[BEGIN RECORDS FOR THE EXERCISE]

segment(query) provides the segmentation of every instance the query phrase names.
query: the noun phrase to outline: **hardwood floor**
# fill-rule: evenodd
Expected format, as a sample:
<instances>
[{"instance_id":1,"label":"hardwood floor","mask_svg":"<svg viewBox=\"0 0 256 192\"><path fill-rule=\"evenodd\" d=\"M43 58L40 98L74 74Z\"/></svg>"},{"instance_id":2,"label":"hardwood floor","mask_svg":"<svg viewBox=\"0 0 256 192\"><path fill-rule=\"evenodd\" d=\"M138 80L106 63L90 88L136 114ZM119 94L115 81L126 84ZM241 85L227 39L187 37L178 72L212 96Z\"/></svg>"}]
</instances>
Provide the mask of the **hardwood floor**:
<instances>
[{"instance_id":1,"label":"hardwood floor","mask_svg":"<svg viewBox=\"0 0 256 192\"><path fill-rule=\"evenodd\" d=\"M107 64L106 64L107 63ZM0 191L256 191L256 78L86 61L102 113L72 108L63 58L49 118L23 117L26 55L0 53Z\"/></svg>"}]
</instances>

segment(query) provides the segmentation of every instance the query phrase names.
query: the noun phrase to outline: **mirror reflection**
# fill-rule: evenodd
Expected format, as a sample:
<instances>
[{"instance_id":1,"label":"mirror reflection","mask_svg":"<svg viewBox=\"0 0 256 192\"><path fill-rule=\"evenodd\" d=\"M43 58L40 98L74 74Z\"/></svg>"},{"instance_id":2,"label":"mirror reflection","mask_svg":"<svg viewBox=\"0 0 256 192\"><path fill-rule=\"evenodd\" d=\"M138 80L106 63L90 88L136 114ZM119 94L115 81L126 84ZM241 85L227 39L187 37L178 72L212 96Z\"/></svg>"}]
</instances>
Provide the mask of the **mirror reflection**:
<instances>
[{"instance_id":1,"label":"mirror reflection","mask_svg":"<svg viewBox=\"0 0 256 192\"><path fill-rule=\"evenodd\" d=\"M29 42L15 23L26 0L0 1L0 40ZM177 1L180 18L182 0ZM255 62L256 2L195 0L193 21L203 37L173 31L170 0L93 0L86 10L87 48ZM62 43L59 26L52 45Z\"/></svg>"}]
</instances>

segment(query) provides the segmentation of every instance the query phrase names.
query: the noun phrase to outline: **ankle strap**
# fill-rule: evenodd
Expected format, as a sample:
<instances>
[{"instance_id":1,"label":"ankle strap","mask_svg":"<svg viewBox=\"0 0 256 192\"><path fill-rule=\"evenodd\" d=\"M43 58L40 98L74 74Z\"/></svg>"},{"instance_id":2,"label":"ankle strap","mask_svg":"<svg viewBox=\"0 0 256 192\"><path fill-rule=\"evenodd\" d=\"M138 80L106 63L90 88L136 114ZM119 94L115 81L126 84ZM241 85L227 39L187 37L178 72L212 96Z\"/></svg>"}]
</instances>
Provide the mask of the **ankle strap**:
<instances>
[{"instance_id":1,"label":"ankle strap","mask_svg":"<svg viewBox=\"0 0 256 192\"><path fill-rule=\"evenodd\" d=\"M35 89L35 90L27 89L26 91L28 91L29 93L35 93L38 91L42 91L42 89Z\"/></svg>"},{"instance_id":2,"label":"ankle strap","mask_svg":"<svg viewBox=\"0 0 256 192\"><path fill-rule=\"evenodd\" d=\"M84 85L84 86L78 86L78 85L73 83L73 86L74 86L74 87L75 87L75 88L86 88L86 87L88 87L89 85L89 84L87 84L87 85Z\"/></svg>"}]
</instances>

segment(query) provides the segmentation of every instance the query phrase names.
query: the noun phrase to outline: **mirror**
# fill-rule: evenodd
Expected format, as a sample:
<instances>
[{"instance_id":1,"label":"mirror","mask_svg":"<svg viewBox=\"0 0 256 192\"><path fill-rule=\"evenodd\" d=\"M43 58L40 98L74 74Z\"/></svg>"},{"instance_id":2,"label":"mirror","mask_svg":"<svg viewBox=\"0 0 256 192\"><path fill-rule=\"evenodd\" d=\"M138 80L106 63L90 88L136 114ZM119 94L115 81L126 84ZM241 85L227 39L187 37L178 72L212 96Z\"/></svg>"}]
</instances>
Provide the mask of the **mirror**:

[END RECORDS FOR THE EXERCISE]

DIRECTION — Quote each line of the data above exactly as written.

WRITTEN ANSWER —
segment(query) provides the segmentation of every instance the query phrase names.
query: the noun phrase to outline: **hardwood floor**
# fill-rule: evenodd
Expected format, as a sample:
<instances>
[{"instance_id":1,"label":"hardwood floor","mask_svg":"<svg viewBox=\"0 0 256 192\"><path fill-rule=\"evenodd\" d=\"M43 58L40 98L74 74Z\"/></svg>"},{"instance_id":2,"label":"hardwood floor","mask_svg":"<svg viewBox=\"0 0 256 192\"><path fill-rule=\"evenodd\" d=\"M138 80L106 63L90 88L136 114ZM119 94L115 81L126 84ZM241 85L227 39L187 37L178 72L212 96Z\"/></svg>"}]
</instances>
Provide the mask of the **hardwood floor**:
<instances>
[{"instance_id":1,"label":"hardwood floor","mask_svg":"<svg viewBox=\"0 0 256 192\"><path fill-rule=\"evenodd\" d=\"M107 64L106 64L107 63ZM0 191L256 191L256 78L86 61L102 113L72 108L63 58L49 118L23 117L26 55L0 53Z\"/></svg>"}]
</instances>

segment(query) provides the segmentation of every instance the query phrase names.
query: the noun phrase to outline: **mirror reflection**
# fill-rule: evenodd
Expected format, as a sample:
<instances>
[{"instance_id":1,"label":"mirror reflection","mask_svg":"<svg viewBox=\"0 0 256 192\"><path fill-rule=\"evenodd\" d=\"M43 58L40 98L74 74Z\"/></svg>"},{"instance_id":2,"label":"mirror reflection","mask_svg":"<svg viewBox=\"0 0 256 192\"><path fill-rule=\"evenodd\" d=\"M138 80L106 63L90 88L136 114ZM119 94L115 81L126 84ZM241 85L227 39L187 37L178 72L212 96Z\"/></svg>"}]
</instances>
Provide the mask of the **mirror reflection**:
<instances>
[{"instance_id":1,"label":"mirror reflection","mask_svg":"<svg viewBox=\"0 0 256 192\"><path fill-rule=\"evenodd\" d=\"M29 42L15 23L26 0L0 1L0 40ZM177 1L180 18L182 0ZM255 62L256 2L195 0L193 21L203 37L173 31L170 0L93 0L86 10L87 48ZM62 43L59 26L52 45Z\"/></svg>"}]
</instances>

segment(query) provides the segmentation of every instance the query phrase names.
query: the noun phrase to outline: **ankle strap**
# fill-rule: evenodd
Expected format, as a sample:
<instances>
[{"instance_id":1,"label":"ankle strap","mask_svg":"<svg viewBox=\"0 0 256 192\"><path fill-rule=\"evenodd\" d=\"M43 58L40 98L74 74Z\"/></svg>"},{"instance_id":2,"label":"ankle strap","mask_svg":"<svg viewBox=\"0 0 256 192\"><path fill-rule=\"evenodd\" d=\"M138 80L106 63L90 88L136 114ZM119 94L115 81L126 84ZM241 85L227 39L187 37L178 72L212 96Z\"/></svg>"}]
</instances>
Provide the mask of the **ankle strap**:
<instances>
[{"instance_id":1,"label":"ankle strap","mask_svg":"<svg viewBox=\"0 0 256 192\"><path fill-rule=\"evenodd\" d=\"M35 89L35 90L27 89L26 91L28 91L29 93L35 93L38 91L42 91L42 89Z\"/></svg>"},{"instance_id":2,"label":"ankle strap","mask_svg":"<svg viewBox=\"0 0 256 192\"><path fill-rule=\"evenodd\" d=\"M84 85L84 86L78 86L78 85L73 83L73 86L74 86L74 87L75 87L75 88L86 88L86 87L88 87L89 85L89 84L87 84L87 85Z\"/></svg>"}]
</instances>

segment(query) provides the segmentation of every instance the query phrase names.
query: the noun phrase to outline: **mirror**
# fill-rule: evenodd
Expected format, as a sample:
<instances>
[{"instance_id":1,"label":"mirror","mask_svg":"<svg viewBox=\"0 0 256 192\"><path fill-rule=\"evenodd\" d=\"M43 58L40 98L74 74Z\"/></svg>"},{"instance_id":2,"label":"mirror","mask_svg":"<svg viewBox=\"0 0 256 192\"><path fill-rule=\"evenodd\" d=\"M138 80L106 63L90 88L136 114ZM119 94L115 81L126 84ZM241 85L227 39L187 37L178 72L212 96Z\"/></svg>"}]
</instances>
Provide the mask of the **mirror**:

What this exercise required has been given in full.